===== PASSAGE SHOWN

Boredom Baking - Also Jasper!
If our world had remained what it was just a few short weeks ago, she would be leaving the cooking to cafeteria workers in her dorm right now. But instead of filling her stomach with the fruits of someone else's labor, she's filling it (and mine) with the fruits of her own. And in the process, leaving our kitchen looking like a freight train crashed into it.
My wife and I are used to running the dishwasher MAYBE once a day. Now, it might as well be a perpetual motion machine. We get up in the morning and start a wash. We run it in the afternoon and a couple times in the evening. Anything we missed gets thrown into a wash we start just before retiring for the night. Pretty soon, I'm not going to be able sleep without the sound of water being sloshed around. The dishwasher is becoming our coronavirus soundtrack.
After our budding Julia Child initially arrived home for her extended spring break, I needed to go to the grocery store and asked if she wanted anything.
"Yeast!" she replied enthusiastically.
I didn't think anything of her request. She's always liked to bake. I figured it would help her pass the time while we maintain social distance.
Turns out, our daughter isn't the only one who has been bitten by the baking bug. Along with toilet paper, there is also a yeast shortage. Americans are turning to baking while waiting for the all clear. According to data tracked by Nielsen, sales of yeast were up 647% for the week ending March 21st.
I believe it. I had to search a couple different stores to find yeast. And when I did, even the checkout clerk was surprised, and wanted to know where I ran across it.
While I was out, my daughter started baking cookies. Now that she's got yeast, rising dough is a common sight in our kitchen. The trouble is - we now have a storage problem. Our kitchen is bursting with baked goods - cookies, bagels, loaves of bread, even noodles. I wouldn't be surprised to see a spike in Tupperware sales next week.
Faced with limited storage options, I'm thinking of redirecting our daughter's energy and ordering a huge supply of yarn. I got the idea from a Facebook friend who posted a picture of the truckload his wife ordered. I might throw in a pallet of fabric as well. While my daughter fattens me up, the least she could do is make me some new pants - parachute size, please. I'm going to have to have something to wear, assuming we're ever allowed to return to work.
I started this post intending to tell you about the mess I woke up to Wednesday and got sidetracked by the daily kitchen disarray brought on by boredom baking.

==========
===== ENTRIES SHOWN

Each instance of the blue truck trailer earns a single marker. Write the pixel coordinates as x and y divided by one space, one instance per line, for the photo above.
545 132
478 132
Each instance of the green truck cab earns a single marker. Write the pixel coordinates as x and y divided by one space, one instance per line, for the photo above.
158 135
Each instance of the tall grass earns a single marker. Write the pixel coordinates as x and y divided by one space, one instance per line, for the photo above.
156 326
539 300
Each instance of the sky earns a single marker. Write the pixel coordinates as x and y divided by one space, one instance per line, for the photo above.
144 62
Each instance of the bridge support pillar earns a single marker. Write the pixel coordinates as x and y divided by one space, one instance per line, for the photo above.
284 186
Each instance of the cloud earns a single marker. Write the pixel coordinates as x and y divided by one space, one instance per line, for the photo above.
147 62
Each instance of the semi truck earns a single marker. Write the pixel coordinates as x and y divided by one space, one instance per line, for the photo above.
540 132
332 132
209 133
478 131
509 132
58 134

==========
===== ENTRIES SHOWN

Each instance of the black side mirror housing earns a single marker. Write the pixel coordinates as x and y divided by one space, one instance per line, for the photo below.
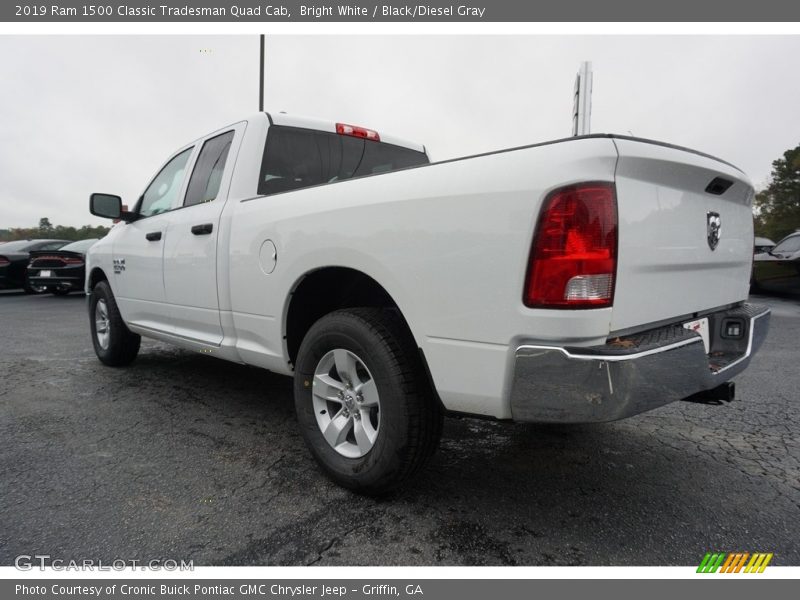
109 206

==========
===== ENTRIES SHOWN

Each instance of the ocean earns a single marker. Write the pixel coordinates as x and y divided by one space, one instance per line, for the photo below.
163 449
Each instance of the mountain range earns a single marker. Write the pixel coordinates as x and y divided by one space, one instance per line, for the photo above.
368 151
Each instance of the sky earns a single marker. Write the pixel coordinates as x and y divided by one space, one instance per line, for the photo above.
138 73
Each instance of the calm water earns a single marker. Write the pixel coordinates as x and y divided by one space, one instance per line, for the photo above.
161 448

==========

USING THE INFORMATION:
• A. Reproduce the part of the boredom baking post starting at "I started this" and ending at "by boredom baking.".
• B. In the boredom baking post, why is the writer thinking about ordering a huge supply of yarn? Answer in one to three sentences.
The items above have nothing to do with the boredom baking post.

RESULTS OF THE TASKS:
• A.
I started this post intending to tell you about the mess I woke up to Wednesday and got sidetracked by the daily kitchen disarray brought on by boredom baking.

• B. The kitchen is bursting with the daughter's baked goods, and there's limited room to store them. So the writer wants to redirect her energy toward something else. The idea came from a Facebook friend who posted a picture of the truckload of yarn his wife ordered.